Github user omalley commented on the issue:
https://github.com/apache/orc/pull/169
Ok, starting with the representation. I'd suggest it look like:
message StringStatistics {
optional string minimum = 1;
optional string maximum = 2;
// sum will store the total length of all strings in a stripe
optional sint64 sum = 3;
// If the minimum or maximum value was longer than 1024 bytes, store
a lower or upper
// bound instead of the minimum or maximum values above.
optional string lowerBound = 4;
optional string upperBound = 5;
}
Now obviously the lowerBound can just be the string truncated (at a utf8
character boundary!) to at most 1024 bytes. The upperBound is the same with the
last code point increased by one.

Material supplied
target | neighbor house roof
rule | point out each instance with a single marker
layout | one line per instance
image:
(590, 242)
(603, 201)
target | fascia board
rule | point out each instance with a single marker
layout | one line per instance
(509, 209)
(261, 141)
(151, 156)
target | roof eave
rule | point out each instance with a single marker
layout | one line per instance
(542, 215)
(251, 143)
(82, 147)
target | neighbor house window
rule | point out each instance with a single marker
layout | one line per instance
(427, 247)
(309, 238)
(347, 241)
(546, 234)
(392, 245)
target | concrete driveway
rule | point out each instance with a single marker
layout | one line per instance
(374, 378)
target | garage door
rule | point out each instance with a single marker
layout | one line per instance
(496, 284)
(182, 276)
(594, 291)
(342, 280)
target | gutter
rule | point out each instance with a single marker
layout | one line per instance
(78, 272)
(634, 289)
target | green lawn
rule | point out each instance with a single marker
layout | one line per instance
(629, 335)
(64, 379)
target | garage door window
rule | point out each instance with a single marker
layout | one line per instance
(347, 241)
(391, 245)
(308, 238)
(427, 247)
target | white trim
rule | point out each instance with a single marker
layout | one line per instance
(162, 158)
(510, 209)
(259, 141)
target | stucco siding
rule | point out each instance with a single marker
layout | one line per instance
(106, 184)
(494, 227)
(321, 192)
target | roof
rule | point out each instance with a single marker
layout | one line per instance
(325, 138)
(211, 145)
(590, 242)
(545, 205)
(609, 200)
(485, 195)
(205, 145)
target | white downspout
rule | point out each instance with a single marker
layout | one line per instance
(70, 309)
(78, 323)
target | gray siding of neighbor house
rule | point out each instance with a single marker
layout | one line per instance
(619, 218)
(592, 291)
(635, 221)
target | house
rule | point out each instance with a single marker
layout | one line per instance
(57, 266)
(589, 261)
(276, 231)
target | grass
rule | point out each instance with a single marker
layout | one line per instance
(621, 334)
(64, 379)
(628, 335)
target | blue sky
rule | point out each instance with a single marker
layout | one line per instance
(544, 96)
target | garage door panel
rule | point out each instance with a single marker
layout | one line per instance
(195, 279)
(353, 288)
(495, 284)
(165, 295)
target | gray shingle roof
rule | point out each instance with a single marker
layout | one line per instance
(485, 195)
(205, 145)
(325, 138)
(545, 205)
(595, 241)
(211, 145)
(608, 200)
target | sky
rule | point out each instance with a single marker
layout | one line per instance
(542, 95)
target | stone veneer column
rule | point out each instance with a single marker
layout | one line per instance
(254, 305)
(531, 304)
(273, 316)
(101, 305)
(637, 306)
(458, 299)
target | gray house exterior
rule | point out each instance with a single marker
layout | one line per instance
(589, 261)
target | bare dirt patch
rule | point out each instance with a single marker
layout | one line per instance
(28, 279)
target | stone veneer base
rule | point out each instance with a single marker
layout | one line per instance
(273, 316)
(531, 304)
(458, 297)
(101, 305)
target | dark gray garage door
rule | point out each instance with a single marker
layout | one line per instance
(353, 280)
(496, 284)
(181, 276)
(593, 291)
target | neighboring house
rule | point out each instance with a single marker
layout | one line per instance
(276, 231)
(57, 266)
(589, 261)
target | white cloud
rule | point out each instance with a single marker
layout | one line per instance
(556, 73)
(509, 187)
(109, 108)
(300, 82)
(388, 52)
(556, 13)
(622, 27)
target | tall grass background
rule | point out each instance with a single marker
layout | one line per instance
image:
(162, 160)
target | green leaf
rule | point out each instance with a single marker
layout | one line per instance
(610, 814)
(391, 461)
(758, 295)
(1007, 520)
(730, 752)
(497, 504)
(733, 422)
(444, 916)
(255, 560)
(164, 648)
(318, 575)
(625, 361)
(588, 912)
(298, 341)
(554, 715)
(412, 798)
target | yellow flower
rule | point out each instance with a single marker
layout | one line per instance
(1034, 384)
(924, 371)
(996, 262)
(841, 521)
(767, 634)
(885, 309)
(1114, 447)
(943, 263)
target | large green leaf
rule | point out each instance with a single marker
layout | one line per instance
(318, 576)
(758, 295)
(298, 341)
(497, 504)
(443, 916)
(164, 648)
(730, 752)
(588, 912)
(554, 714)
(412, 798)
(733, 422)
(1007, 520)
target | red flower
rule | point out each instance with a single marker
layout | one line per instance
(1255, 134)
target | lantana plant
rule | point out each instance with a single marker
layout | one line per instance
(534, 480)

Direction 1
In the GitHub comment on ORC string statistics, what does the sum field store?
Direction 2
Carry the GitHub comment on ORC string statistics forward, starting after its last sentence.

Exercise answer 1
The total length of all strings in a stripe.

Exercise answer 2
In the StringStatisticsImpl, I'd keep two boolean flags as to whether it is
a real value or an approximation for minimum or maximum. The value comparison
is the same, since unless the current value is less than the lower bound, it
won't change the lower bound and the same is true for the upper bound. If the
new minimum/maximum is not truncated, the corresponding wasTruncated flag
should be cleared. When merging, the flag follows the value. In the corner case
of two identical values where one was truncated, the non-truncated one is the
result.
We should end up with four methods for each:
* String getMinimum();
* String getLowerBound();
* String getMaximum();
* String getUpperBound();
If we only have a lower bound, getMinimum should be null and the same with
upper bound and getMaximum. getLowerBound and getUpperBound should match
getMinimum and getMaximum, if no truncation was done.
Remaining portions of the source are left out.